[Image-backed grounding data]
□ □ □ □ □ □ □
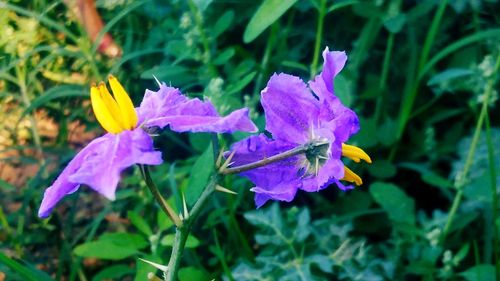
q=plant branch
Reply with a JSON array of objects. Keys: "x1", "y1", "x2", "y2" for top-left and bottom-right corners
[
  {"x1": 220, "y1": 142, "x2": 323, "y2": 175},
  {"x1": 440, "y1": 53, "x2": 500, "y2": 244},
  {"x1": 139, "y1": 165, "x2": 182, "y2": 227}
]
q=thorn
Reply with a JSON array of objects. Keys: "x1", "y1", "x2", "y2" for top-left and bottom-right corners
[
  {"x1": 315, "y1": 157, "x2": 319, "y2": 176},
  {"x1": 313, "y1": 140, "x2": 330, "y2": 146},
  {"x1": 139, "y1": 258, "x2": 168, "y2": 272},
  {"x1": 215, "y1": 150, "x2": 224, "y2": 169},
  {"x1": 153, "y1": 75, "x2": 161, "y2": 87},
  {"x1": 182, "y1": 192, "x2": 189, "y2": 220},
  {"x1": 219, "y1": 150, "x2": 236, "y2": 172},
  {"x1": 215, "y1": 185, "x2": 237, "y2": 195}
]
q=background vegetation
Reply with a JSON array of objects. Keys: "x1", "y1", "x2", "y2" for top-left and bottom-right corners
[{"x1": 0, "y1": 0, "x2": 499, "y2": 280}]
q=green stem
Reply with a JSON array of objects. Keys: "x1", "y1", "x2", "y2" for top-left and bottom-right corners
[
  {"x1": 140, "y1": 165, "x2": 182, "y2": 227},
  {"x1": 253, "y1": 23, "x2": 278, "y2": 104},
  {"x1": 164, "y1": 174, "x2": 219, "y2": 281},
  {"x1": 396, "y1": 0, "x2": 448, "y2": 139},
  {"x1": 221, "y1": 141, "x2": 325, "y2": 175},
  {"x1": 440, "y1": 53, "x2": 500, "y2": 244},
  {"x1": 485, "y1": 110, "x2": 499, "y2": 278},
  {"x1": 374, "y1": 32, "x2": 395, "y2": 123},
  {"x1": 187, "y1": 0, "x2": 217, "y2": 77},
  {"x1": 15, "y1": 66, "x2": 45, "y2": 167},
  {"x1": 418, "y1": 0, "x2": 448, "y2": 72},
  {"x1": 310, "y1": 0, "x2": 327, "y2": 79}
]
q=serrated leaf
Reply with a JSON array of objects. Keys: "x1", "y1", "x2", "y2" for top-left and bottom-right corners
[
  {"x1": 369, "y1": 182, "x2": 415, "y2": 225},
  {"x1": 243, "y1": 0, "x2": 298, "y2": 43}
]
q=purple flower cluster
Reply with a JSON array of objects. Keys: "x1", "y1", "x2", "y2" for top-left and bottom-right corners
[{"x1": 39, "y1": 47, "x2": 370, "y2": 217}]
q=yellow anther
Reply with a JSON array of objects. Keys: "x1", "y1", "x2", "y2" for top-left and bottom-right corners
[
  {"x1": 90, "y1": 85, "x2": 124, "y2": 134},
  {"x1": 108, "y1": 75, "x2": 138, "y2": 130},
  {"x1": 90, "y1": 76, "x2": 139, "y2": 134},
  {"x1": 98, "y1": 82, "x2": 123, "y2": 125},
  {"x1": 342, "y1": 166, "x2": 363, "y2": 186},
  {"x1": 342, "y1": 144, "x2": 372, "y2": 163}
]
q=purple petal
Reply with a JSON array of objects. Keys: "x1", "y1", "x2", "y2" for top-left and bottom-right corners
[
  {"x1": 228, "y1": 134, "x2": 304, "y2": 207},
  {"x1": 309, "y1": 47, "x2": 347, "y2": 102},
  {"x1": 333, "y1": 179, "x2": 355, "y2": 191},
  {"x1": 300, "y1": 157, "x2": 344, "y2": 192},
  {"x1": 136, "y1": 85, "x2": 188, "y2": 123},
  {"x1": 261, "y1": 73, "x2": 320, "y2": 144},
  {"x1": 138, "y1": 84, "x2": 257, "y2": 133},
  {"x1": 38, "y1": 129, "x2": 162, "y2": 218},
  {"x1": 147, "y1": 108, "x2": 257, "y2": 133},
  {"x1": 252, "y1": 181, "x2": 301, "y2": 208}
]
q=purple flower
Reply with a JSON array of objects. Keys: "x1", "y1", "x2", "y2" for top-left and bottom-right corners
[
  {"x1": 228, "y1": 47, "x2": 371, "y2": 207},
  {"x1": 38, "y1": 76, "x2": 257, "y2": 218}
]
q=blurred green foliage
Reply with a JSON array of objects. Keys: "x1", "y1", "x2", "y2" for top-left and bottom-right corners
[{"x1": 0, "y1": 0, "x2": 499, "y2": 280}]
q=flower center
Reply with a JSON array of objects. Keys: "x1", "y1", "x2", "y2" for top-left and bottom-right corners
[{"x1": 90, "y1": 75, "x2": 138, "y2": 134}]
□ □ □ □ □ □ □
### YOUR GOAL
Without the pictures, give back the entries exactly.

### RESPONSE
q=plant branch
Reply with a JSON array of objects. Keys: "x1", "y1", "x2", "y2" for top-left and bottom-right corners
[
  {"x1": 220, "y1": 142, "x2": 323, "y2": 175},
  {"x1": 440, "y1": 53, "x2": 500, "y2": 244},
  {"x1": 139, "y1": 165, "x2": 182, "y2": 227}
]
q=thorn
Reply with a JSON array of objects. Keys: "x1", "y1", "x2", "y2" for top-left and bottom-right corners
[
  {"x1": 315, "y1": 157, "x2": 319, "y2": 176},
  {"x1": 313, "y1": 140, "x2": 330, "y2": 146},
  {"x1": 139, "y1": 258, "x2": 168, "y2": 272},
  {"x1": 215, "y1": 150, "x2": 224, "y2": 169},
  {"x1": 153, "y1": 75, "x2": 161, "y2": 87},
  {"x1": 182, "y1": 192, "x2": 189, "y2": 220},
  {"x1": 219, "y1": 150, "x2": 236, "y2": 172},
  {"x1": 215, "y1": 185, "x2": 237, "y2": 195}
]
q=background vegetation
Reply with a JSON array of objects. Keys: "x1", "y1", "x2", "y2" for top-left and bottom-right corners
[{"x1": 0, "y1": 0, "x2": 499, "y2": 280}]
q=green stem
Reply with a JSON array of objects. Keys: "x1", "y1", "x2", "y2" for top-left and bottom-right corners
[
  {"x1": 140, "y1": 165, "x2": 182, "y2": 227},
  {"x1": 253, "y1": 23, "x2": 278, "y2": 104},
  {"x1": 164, "y1": 174, "x2": 219, "y2": 281},
  {"x1": 396, "y1": 0, "x2": 448, "y2": 139},
  {"x1": 221, "y1": 141, "x2": 325, "y2": 175},
  {"x1": 440, "y1": 53, "x2": 500, "y2": 244},
  {"x1": 485, "y1": 110, "x2": 499, "y2": 278},
  {"x1": 374, "y1": 32, "x2": 395, "y2": 123},
  {"x1": 187, "y1": 0, "x2": 217, "y2": 77},
  {"x1": 15, "y1": 66, "x2": 45, "y2": 167},
  {"x1": 418, "y1": 0, "x2": 448, "y2": 72},
  {"x1": 310, "y1": 0, "x2": 327, "y2": 79}
]
q=serrated leaf
Reply with a JSON array of objects. Keys: "x1", "y1", "x2", "y2" for top-left and bottom-right corners
[
  {"x1": 369, "y1": 182, "x2": 415, "y2": 225},
  {"x1": 243, "y1": 0, "x2": 298, "y2": 43}
]
q=purple flower cluster
Reply with a JSON array of objects. Keys: "x1", "y1", "x2", "y2" for top-left and bottom-right corners
[{"x1": 39, "y1": 47, "x2": 370, "y2": 217}]
q=yellow anther
Reply with a JSON array of objects. Keys: "x1", "y1", "x2", "y2" for top-left and bottom-right corners
[
  {"x1": 90, "y1": 85, "x2": 124, "y2": 134},
  {"x1": 108, "y1": 75, "x2": 138, "y2": 130},
  {"x1": 90, "y1": 76, "x2": 139, "y2": 134},
  {"x1": 98, "y1": 82, "x2": 123, "y2": 125},
  {"x1": 342, "y1": 166, "x2": 363, "y2": 186},
  {"x1": 342, "y1": 144, "x2": 372, "y2": 163}
]
q=purple petal
Reply with a JSON array of objects. Keys: "x1", "y1", "x2", "y2" for top-left and bottom-right corners
[
  {"x1": 228, "y1": 134, "x2": 304, "y2": 207},
  {"x1": 309, "y1": 47, "x2": 347, "y2": 102},
  {"x1": 333, "y1": 179, "x2": 355, "y2": 191},
  {"x1": 300, "y1": 157, "x2": 344, "y2": 192},
  {"x1": 136, "y1": 85, "x2": 188, "y2": 123},
  {"x1": 261, "y1": 73, "x2": 320, "y2": 144},
  {"x1": 138, "y1": 84, "x2": 257, "y2": 133},
  {"x1": 38, "y1": 129, "x2": 162, "y2": 218},
  {"x1": 147, "y1": 108, "x2": 257, "y2": 133},
  {"x1": 252, "y1": 181, "x2": 301, "y2": 208}
]
q=purple flower
Reply with a JSON array of objects. Keys: "x1", "y1", "x2", "y2" for top-left and bottom-right corners
[
  {"x1": 228, "y1": 47, "x2": 371, "y2": 207},
  {"x1": 38, "y1": 76, "x2": 257, "y2": 218}
]
q=blurred green foliage
Reply with a JSON array of objects. Keys: "x1", "y1", "x2", "y2" for top-left and bottom-right corners
[{"x1": 0, "y1": 0, "x2": 499, "y2": 280}]
q=flower center
Reply with a JSON array of objects. Keys: "x1", "y1", "x2", "y2" for top-left and bottom-right corners
[{"x1": 90, "y1": 75, "x2": 138, "y2": 134}]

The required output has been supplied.